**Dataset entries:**
»»
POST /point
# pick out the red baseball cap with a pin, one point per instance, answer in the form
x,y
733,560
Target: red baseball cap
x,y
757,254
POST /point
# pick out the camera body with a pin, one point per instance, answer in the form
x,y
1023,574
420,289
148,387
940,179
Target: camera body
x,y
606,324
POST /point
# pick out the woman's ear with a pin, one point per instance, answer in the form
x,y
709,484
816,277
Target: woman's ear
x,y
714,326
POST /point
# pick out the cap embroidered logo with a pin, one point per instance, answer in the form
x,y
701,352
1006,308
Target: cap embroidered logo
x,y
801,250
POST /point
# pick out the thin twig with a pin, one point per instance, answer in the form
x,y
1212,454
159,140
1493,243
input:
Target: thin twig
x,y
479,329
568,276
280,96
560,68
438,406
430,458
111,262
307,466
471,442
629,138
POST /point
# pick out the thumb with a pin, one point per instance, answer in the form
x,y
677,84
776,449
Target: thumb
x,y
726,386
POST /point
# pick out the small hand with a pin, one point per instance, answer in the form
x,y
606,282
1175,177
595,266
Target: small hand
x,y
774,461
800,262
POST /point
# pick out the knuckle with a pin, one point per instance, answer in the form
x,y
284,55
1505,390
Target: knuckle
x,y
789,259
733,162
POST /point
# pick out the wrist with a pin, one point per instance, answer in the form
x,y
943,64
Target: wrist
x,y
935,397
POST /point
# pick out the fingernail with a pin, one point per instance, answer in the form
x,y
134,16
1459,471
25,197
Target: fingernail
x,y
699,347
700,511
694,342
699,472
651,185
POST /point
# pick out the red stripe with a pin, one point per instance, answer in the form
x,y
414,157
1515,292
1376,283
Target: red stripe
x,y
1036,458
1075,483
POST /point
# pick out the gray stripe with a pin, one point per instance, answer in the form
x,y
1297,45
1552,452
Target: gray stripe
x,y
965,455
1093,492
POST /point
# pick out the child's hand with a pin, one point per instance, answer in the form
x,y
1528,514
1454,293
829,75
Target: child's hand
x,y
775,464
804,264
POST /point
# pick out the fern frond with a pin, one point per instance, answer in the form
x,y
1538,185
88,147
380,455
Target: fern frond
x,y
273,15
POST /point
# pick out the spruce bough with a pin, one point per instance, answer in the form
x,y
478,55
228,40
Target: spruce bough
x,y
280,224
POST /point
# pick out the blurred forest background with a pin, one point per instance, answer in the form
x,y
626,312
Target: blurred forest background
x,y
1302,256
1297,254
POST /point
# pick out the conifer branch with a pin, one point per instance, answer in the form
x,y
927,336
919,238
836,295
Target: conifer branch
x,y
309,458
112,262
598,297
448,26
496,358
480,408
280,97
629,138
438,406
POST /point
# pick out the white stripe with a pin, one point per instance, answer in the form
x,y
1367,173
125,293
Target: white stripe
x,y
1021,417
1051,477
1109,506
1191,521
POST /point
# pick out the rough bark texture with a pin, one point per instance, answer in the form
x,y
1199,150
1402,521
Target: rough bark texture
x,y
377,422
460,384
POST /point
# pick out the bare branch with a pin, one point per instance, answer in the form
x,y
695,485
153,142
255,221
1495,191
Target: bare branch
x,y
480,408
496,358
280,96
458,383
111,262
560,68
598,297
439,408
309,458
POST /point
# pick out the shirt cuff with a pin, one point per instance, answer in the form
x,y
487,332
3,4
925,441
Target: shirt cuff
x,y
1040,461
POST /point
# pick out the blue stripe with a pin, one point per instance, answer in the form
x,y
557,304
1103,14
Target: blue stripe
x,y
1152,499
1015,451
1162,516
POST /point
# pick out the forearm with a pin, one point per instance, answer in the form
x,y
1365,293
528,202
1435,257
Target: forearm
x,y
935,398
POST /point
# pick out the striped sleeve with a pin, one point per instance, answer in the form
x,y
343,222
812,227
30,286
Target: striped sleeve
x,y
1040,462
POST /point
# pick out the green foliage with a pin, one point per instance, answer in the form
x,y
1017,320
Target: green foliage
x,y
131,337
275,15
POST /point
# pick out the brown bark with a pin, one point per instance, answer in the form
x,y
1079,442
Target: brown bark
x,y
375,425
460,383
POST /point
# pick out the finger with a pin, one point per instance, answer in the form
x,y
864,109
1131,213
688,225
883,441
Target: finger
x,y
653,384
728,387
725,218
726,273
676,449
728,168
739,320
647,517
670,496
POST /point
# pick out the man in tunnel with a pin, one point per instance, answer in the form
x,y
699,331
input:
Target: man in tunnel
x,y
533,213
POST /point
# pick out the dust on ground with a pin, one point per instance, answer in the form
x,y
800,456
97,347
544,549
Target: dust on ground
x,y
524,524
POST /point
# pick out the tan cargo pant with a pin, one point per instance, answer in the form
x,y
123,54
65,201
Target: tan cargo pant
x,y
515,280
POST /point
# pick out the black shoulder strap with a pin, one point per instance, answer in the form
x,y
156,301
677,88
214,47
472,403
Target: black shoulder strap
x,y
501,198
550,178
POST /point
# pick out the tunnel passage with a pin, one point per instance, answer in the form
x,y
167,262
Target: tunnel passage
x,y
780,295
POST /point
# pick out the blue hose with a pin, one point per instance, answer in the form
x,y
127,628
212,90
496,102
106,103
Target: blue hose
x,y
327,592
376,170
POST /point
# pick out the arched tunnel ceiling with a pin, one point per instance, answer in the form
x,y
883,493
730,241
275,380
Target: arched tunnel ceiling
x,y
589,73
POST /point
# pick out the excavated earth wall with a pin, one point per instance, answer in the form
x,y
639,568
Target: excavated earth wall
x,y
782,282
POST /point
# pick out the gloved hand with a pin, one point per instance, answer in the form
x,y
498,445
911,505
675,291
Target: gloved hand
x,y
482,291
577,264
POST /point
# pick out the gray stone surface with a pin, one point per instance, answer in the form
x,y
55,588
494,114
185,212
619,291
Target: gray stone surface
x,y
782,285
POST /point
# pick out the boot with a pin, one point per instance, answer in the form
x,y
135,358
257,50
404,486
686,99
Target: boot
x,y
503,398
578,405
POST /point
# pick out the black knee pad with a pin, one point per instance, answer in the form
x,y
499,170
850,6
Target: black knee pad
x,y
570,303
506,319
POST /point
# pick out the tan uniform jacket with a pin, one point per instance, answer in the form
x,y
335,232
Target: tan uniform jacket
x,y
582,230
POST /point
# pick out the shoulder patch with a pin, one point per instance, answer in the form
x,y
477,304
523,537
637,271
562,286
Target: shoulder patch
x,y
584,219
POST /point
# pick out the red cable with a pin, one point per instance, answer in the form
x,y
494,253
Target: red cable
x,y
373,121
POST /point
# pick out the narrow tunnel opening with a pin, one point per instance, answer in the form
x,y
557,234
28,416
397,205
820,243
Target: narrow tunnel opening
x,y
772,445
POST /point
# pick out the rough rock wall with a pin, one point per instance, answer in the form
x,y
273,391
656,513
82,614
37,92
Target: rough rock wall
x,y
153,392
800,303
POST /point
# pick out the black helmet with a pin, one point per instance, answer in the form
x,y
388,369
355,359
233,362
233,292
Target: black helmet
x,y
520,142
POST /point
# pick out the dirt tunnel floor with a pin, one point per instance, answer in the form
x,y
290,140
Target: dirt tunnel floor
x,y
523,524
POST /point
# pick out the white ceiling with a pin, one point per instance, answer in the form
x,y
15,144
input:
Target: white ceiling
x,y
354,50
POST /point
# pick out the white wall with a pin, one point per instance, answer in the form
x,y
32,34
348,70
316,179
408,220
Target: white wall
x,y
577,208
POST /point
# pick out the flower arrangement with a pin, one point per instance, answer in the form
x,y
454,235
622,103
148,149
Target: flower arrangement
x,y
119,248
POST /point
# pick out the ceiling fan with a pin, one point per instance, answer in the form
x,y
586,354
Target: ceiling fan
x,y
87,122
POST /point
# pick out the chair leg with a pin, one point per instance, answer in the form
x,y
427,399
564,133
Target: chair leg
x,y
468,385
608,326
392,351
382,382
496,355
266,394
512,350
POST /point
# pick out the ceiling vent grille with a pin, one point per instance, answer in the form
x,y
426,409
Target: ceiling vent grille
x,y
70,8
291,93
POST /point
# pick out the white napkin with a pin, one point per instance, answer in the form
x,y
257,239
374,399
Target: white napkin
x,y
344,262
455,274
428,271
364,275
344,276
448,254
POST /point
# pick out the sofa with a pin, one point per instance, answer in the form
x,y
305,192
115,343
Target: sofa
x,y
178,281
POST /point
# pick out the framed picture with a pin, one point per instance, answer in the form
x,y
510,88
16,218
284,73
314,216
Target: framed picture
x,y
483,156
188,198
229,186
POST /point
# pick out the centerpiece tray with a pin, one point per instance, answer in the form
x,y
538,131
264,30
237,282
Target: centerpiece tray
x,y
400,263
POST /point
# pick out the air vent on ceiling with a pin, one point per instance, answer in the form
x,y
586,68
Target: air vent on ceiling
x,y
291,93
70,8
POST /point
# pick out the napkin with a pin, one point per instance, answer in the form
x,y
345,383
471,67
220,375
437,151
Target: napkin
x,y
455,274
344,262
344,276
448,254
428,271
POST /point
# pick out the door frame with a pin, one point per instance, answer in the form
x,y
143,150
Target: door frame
««
Whenever a line in the records above contains the string "door", copy that line.

**RESULT OF THE EXERCISE:**
# pick out the door frame with a pin, one point per instance, answer in the form
Target: door frame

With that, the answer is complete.